Position annotation records
+===+

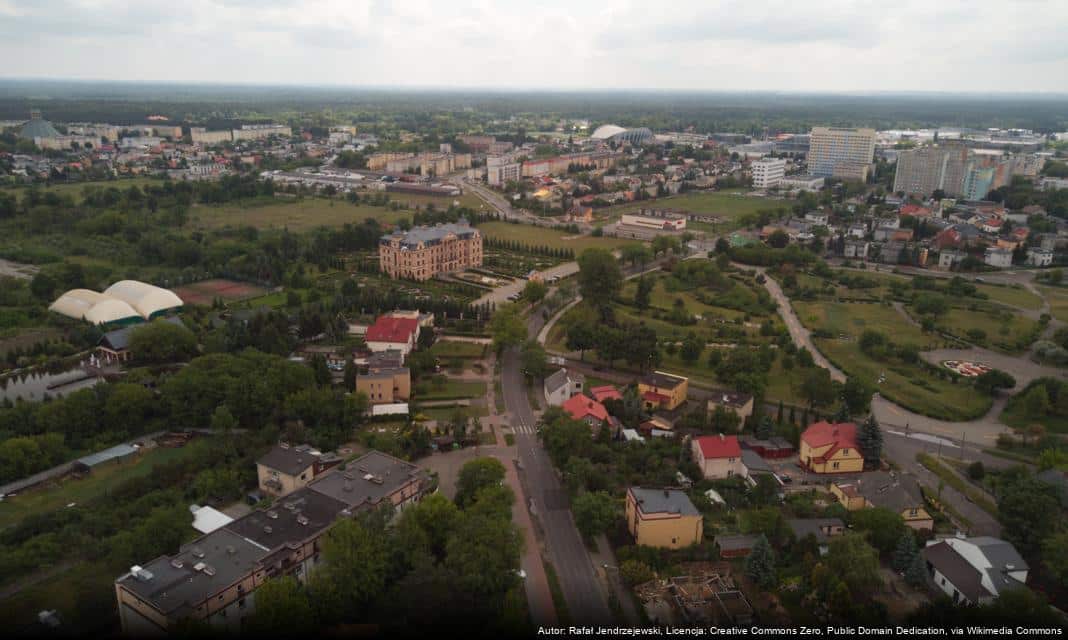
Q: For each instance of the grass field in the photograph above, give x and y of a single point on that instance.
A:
(726, 205)
(550, 237)
(99, 482)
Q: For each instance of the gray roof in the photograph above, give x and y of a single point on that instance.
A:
(663, 501)
(296, 517)
(291, 461)
(803, 527)
(351, 485)
(430, 235)
(176, 586)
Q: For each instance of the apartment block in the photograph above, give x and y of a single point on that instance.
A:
(841, 152)
(423, 252)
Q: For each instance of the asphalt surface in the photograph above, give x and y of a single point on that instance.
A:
(581, 588)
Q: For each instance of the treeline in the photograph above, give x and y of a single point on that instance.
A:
(505, 245)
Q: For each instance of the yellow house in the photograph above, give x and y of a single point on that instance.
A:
(829, 448)
(662, 390)
(662, 518)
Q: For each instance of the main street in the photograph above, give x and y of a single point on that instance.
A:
(549, 502)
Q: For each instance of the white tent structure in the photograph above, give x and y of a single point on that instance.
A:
(123, 302)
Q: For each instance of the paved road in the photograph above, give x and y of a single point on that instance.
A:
(575, 570)
(800, 334)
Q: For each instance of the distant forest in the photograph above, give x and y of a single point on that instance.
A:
(414, 109)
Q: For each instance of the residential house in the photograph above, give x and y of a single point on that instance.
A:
(663, 518)
(821, 529)
(1039, 258)
(975, 571)
(856, 249)
(286, 468)
(828, 448)
(736, 402)
(663, 390)
(561, 386)
(390, 332)
(996, 256)
(718, 456)
(584, 408)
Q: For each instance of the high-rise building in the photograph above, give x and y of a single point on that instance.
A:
(841, 152)
(768, 172)
(425, 251)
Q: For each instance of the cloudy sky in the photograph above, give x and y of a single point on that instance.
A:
(814, 45)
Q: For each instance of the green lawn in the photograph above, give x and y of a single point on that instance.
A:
(528, 234)
(444, 348)
(726, 205)
(99, 482)
(454, 390)
(1005, 330)
(1014, 296)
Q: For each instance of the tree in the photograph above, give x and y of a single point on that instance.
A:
(644, 293)
(869, 439)
(990, 381)
(854, 561)
(760, 564)
(857, 396)
(595, 512)
(534, 291)
(282, 609)
(533, 360)
(764, 428)
(581, 337)
(507, 327)
(354, 571)
(905, 552)
(692, 347)
(882, 527)
(476, 474)
(600, 279)
(161, 342)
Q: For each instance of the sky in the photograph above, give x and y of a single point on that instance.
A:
(704, 45)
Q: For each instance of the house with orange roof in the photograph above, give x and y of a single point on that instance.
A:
(828, 448)
(584, 408)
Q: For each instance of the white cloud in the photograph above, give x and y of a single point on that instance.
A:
(819, 45)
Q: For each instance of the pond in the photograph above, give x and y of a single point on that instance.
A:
(35, 385)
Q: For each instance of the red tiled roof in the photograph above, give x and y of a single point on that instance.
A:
(580, 406)
(392, 329)
(606, 392)
(842, 435)
(716, 447)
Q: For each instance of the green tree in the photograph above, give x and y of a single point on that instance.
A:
(869, 439)
(507, 327)
(594, 513)
(760, 564)
(600, 279)
(477, 474)
(161, 342)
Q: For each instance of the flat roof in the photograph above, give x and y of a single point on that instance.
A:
(367, 480)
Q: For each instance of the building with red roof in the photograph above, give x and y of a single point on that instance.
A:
(391, 332)
(584, 408)
(719, 456)
(828, 448)
(606, 392)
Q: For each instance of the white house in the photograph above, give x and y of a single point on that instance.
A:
(974, 571)
(1039, 258)
(561, 386)
(719, 456)
(996, 256)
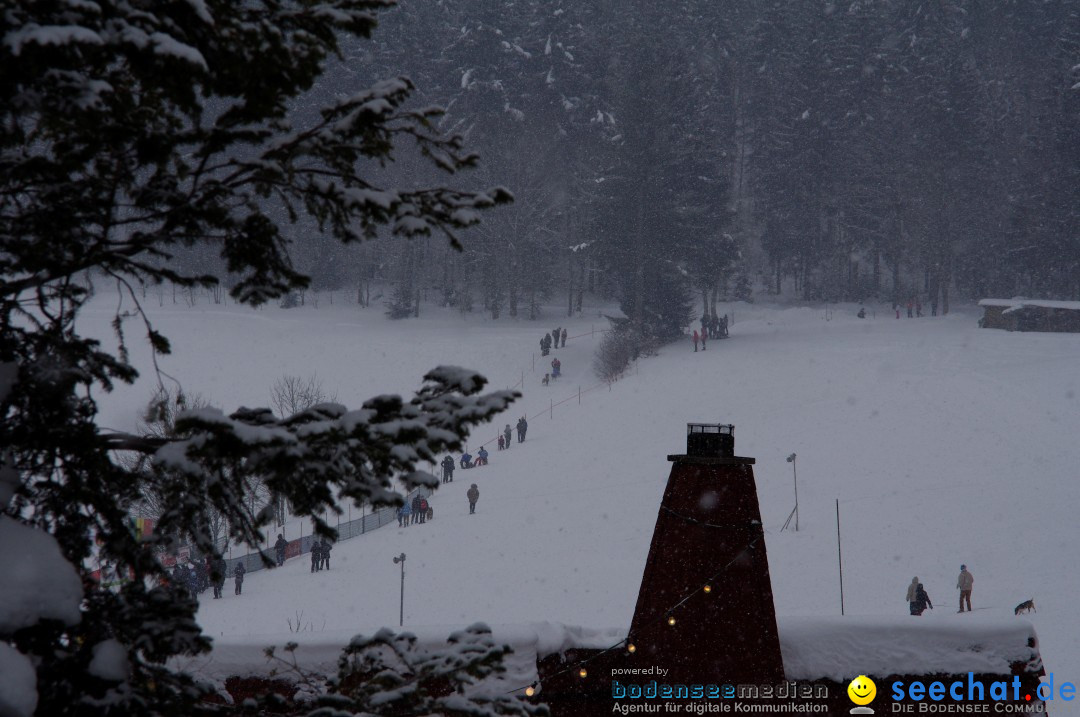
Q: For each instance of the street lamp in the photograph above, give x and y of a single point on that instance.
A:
(795, 475)
(401, 614)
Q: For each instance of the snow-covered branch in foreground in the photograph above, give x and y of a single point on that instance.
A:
(388, 674)
(319, 456)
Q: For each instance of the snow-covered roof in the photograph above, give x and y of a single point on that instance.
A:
(1022, 302)
(812, 647)
(838, 648)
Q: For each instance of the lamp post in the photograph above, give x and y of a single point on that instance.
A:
(795, 475)
(401, 613)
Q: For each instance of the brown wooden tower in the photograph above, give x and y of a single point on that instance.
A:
(704, 609)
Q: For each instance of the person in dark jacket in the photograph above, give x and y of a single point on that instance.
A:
(913, 589)
(192, 577)
(921, 600)
(238, 575)
(202, 575)
(280, 549)
(416, 508)
(325, 554)
(217, 572)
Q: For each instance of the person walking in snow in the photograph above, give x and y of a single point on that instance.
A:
(325, 554)
(217, 572)
(921, 600)
(192, 577)
(279, 549)
(238, 576)
(963, 582)
(202, 576)
(912, 590)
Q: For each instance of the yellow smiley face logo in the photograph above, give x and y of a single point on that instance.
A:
(862, 690)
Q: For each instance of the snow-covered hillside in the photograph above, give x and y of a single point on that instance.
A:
(944, 443)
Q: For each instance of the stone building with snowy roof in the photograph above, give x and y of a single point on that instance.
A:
(1022, 314)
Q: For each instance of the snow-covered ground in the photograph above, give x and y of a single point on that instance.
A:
(944, 443)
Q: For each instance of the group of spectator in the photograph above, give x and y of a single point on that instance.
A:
(552, 340)
(418, 510)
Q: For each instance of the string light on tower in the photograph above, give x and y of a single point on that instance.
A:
(669, 616)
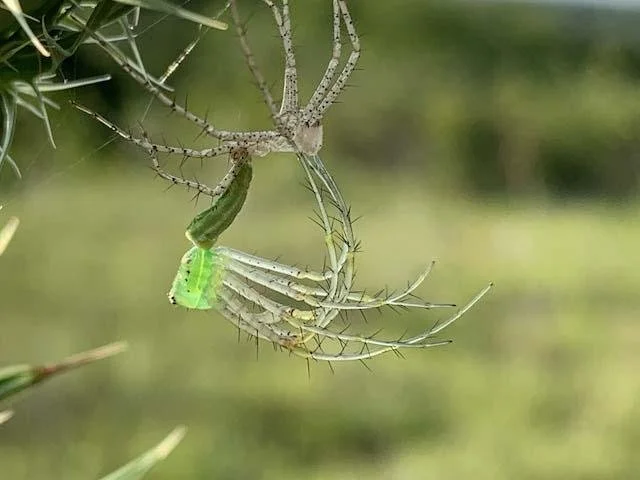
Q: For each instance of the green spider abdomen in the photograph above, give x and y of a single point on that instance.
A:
(204, 229)
(198, 280)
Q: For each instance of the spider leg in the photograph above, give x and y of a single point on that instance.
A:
(271, 265)
(176, 180)
(145, 144)
(329, 73)
(155, 90)
(300, 292)
(316, 115)
(290, 84)
(251, 63)
(237, 314)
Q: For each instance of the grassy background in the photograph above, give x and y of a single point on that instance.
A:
(541, 381)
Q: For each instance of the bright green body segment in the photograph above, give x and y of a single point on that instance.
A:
(205, 228)
(198, 279)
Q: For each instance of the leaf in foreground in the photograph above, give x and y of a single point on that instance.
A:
(141, 465)
(7, 232)
(16, 378)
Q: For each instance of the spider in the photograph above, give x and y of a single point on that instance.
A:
(298, 129)
(227, 280)
(244, 288)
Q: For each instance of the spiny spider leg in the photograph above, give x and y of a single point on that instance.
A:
(290, 84)
(251, 63)
(285, 287)
(273, 266)
(315, 114)
(329, 73)
(145, 144)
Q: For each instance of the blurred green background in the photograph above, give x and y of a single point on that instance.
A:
(501, 140)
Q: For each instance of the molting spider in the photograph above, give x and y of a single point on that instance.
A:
(249, 290)
(242, 287)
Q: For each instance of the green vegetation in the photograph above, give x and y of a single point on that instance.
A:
(488, 137)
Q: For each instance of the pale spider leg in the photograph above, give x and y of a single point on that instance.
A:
(282, 311)
(315, 164)
(328, 239)
(364, 354)
(214, 193)
(271, 265)
(236, 284)
(146, 145)
(361, 301)
(329, 73)
(264, 317)
(253, 68)
(329, 234)
(230, 298)
(352, 61)
(290, 84)
(284, 288)
(344, 337)
(441, 326)
(233, 312)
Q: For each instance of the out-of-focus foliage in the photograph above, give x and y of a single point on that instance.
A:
(16, 378)
(539, 383)
(517, 99)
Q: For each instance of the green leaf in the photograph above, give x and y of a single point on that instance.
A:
(16, 10)
(16, 378)
(7, 232)
(140, 466)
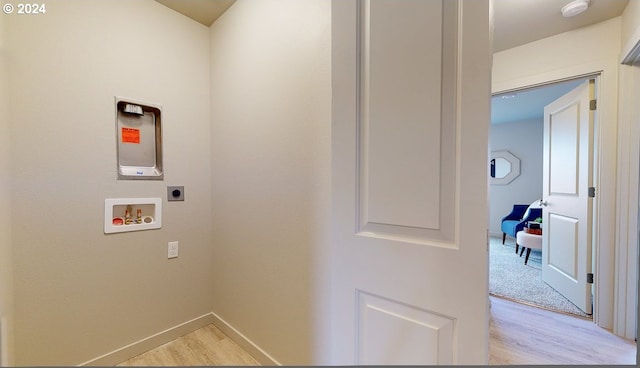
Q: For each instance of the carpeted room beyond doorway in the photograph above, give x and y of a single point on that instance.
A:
(511, 279)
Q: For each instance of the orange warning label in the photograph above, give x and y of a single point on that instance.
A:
(130, 135)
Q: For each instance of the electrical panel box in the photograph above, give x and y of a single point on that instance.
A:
(139, 137)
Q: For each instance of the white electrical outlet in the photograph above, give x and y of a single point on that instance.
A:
(173, 250)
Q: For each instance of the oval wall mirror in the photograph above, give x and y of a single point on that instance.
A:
(505, 167)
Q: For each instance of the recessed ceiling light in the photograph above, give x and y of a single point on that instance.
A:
(574, 8)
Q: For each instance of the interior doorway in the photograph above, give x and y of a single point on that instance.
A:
(517, 132)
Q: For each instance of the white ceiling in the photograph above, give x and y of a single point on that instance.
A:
(528, 104)
(516, 22)
(202, 11)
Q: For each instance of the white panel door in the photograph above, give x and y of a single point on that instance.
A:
(567, 176)
(411, 92)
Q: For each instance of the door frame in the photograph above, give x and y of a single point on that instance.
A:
(605, 135)
(594, 244)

+===+

Recast the lines of the material starting at the line containing "Q: For each instance of the person walking" and ending at the line containing "(1022, 314)" as a Markdown table with the columns Position and Line, where Position numbers the rows and Line holds the text of each line. Leave out any blank lines.

| Position | Line |
|---|---|
| 1 | Q: For each instance of the person walking in snow in the photograph above, give x and y of a single point on that instance. |
| 2 | A: |
| 3 | (325, 554) |
| 4 | (217, 572) |
| 5 | (921, 600) |
| 6 | (192, 577) |
| 7 | (279, 549) |
| 8 | (238, 576) |
| 9 | (963, 582) |
| 10 | (202, 576) |
| 11 | (912, 590) |
| 12 | Q: For each instance of the yellow smiley face logo in the photograph above, give x and y of a single point on that instance. |
| 13 | A: |
| 14 | (862, 690) |
| 15 | Q: For each instance of the snow-covered hillside in the photograph above, give x and y of a single point on that instance. |
| 16 | A: |
| 17 | (944, 443) |
| 18 | Q: For each instance of the stone building with snowy roof in the photograph above, give x and y of a single point on that instance. |
| 19 | A: |
| 20 | (1022, 314) |